-- Start --

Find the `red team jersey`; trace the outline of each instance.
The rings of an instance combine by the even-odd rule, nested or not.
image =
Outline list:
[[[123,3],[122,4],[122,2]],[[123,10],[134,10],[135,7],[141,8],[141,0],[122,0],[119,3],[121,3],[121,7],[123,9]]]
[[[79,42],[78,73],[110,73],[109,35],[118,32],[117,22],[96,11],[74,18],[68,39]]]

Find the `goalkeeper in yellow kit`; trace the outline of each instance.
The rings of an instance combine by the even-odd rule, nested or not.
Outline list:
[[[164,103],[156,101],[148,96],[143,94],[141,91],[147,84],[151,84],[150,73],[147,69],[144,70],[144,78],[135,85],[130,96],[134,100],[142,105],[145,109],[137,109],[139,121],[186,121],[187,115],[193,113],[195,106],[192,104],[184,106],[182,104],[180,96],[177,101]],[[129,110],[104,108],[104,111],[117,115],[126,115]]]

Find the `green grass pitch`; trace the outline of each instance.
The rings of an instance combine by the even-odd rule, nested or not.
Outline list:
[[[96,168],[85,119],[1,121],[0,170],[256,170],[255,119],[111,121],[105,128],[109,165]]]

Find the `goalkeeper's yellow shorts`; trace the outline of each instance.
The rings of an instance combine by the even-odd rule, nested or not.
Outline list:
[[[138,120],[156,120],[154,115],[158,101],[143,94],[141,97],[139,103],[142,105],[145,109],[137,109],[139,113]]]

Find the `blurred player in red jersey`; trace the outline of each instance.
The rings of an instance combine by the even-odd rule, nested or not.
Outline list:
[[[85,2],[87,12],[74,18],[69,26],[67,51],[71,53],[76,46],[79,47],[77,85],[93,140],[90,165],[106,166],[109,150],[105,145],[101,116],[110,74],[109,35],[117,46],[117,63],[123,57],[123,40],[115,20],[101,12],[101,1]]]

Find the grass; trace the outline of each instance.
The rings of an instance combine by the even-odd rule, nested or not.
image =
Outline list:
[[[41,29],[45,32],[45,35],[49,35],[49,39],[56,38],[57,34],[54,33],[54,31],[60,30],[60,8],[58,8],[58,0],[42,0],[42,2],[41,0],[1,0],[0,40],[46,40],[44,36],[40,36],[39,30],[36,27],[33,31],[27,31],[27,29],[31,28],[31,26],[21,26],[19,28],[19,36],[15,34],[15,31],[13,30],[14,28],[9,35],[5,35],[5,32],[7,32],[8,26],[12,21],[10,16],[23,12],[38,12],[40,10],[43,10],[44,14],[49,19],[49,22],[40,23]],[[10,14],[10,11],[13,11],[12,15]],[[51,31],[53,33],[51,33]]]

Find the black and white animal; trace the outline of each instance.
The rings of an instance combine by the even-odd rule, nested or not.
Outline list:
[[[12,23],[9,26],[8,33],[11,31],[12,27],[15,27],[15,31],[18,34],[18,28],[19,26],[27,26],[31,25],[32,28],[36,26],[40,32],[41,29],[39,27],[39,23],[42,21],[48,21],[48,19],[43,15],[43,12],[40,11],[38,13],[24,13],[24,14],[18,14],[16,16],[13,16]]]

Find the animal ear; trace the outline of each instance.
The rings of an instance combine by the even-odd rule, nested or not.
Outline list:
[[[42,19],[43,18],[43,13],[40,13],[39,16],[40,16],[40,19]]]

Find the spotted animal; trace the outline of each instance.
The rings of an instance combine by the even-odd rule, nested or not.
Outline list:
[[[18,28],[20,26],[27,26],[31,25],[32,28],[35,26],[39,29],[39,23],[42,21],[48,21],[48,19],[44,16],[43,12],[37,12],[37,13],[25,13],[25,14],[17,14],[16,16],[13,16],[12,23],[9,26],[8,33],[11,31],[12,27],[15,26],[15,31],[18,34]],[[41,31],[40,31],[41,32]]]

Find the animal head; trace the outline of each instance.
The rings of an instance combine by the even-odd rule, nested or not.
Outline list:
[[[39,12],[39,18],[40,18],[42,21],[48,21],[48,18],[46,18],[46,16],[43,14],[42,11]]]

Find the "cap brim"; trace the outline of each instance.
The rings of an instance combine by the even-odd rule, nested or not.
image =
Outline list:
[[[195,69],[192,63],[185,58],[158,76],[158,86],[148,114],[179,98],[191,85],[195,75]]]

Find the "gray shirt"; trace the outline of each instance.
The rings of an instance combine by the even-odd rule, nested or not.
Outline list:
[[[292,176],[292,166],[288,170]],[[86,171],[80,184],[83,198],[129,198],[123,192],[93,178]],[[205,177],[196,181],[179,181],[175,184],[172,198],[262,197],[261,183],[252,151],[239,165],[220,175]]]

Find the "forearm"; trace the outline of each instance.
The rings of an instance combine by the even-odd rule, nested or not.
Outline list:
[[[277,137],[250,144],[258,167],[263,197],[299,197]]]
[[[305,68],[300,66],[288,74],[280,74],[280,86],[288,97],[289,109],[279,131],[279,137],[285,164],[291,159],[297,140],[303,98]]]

-- End --

Format the lines of the records above as a numbered list, starting at the line that contains "Find the animal ear;" and ending at the line that contains "[[[42,19],[43,18],[43,13],[40,13],[39,16],[40,16],[40,19]]]", and leave out any blank lines.

FINISHED EXERCISE »
1. Find the animal ear; trace the outline of each instance.
2. The rings of an instance combine by the even-odd rule, nested or not.
3. Outline list:
4. [[[42,19],[43,18],[43,13],[40,13],[39,16],[40,16],[40,19]]]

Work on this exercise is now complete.